- [DOCUMENT EXCERPT]
━━━━━━━━━━━━━━━━

Republicans are already reacting to former President Donald Trump's indictment by a Manhattan grand jury — and their first instinct is to use "white nationalist propaganda" to try to inflame tensions around it, wrote Zeeshan Aleem for MSNBC on Friday.
One of the best examples of this, he wrote, was Sen. J.D. Vance (R-OH).
"Shortly after news of the indictment emerged, [Vance] tweeted: 'A week ago a video circulated of a lunatic harassing a family on a New York subway. He hurled racial slurs (the family was white) and threatened them. Alvin Bragg thinks that man should walk free and Donald Trump should go to jail for a fake misdemeanor. It’s despicable,'" wrote Aleem. "The story he wants to tell is that white civilization is under attack and that a Black man is helping lead the movement. It’s unclear what video Vance is referring to or whether he’s even talking about somebody who was arrested — and presumably many of Vance’s hundreds of thousands of followers won’t know, either — but the intended message is clear: This Black prosecutor is letting people of color get away with attacking white people — and trying to take down our most important avatar, Donald Trump."

━━━━━━━━━━━━━━━━

- [PROVIDED INFORMATION]
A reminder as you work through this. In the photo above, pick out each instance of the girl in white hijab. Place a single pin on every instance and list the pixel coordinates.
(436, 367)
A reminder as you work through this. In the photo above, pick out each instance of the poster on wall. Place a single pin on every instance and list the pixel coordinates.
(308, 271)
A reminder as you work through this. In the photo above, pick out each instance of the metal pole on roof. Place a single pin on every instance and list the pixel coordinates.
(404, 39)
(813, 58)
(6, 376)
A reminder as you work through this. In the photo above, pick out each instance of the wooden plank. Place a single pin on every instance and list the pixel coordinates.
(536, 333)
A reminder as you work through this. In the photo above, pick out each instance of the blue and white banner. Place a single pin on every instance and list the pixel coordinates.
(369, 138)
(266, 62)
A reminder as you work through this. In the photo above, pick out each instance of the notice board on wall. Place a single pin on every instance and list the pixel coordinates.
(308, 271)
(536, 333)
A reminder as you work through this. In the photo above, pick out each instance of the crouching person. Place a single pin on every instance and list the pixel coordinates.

━━━━━━━━━━━━━━━━

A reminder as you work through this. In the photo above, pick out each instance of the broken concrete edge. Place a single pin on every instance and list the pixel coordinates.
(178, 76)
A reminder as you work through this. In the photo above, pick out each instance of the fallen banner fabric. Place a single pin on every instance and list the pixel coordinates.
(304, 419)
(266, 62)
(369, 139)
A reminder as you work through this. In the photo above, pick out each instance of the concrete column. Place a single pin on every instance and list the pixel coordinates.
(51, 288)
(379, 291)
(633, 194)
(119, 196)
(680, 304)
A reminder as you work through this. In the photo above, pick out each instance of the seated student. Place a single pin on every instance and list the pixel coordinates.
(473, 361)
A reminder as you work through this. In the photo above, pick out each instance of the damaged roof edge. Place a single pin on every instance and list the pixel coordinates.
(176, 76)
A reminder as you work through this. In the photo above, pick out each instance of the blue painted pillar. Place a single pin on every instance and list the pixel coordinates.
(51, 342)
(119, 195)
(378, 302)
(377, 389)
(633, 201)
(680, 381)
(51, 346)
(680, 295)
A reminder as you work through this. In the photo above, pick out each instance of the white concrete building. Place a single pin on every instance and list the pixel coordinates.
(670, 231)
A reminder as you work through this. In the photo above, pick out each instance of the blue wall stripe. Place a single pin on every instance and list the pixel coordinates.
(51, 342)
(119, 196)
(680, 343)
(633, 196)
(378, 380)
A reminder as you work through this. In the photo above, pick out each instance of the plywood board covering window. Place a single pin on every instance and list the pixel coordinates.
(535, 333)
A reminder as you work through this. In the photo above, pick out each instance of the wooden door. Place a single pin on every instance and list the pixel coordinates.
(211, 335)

━━━━━━━━━━━━━━━━

- [SHORT PROBLEM 1]
Answer these questions from the indictment article:
(a) What body indicted former President Donald Trump?
(b) Which senator is named as one of the best examples of the reaction Aleem describes?
(c) In Vance's tweet, what is Trump said to face jail for?
- [SHORT PROBLEM 2]
Decide whether each statement agrees with the indictment article. Answer yes or no, and quote the words that decide it.
(a) Zeeshan Aleem wrote his piece for MSNBC.
(b) Vance's tweet describes the family harassed on the subway as Black.
(c) Aleem says it is clear which video Vance is referring to.

- [SOLUTION 1]
(a) A Manhattan grand jury.
(b) Sen. J.D. Vance (R-OH).
(c) A fake misdemeanor.

- [SOLUTION 2]
(a) Yes: "wrote Zeeshan Aleem for MSNBC on Friday"
(b) No: "(the family was white)"
(c) No: "It’s unclear what video Vance is referring to"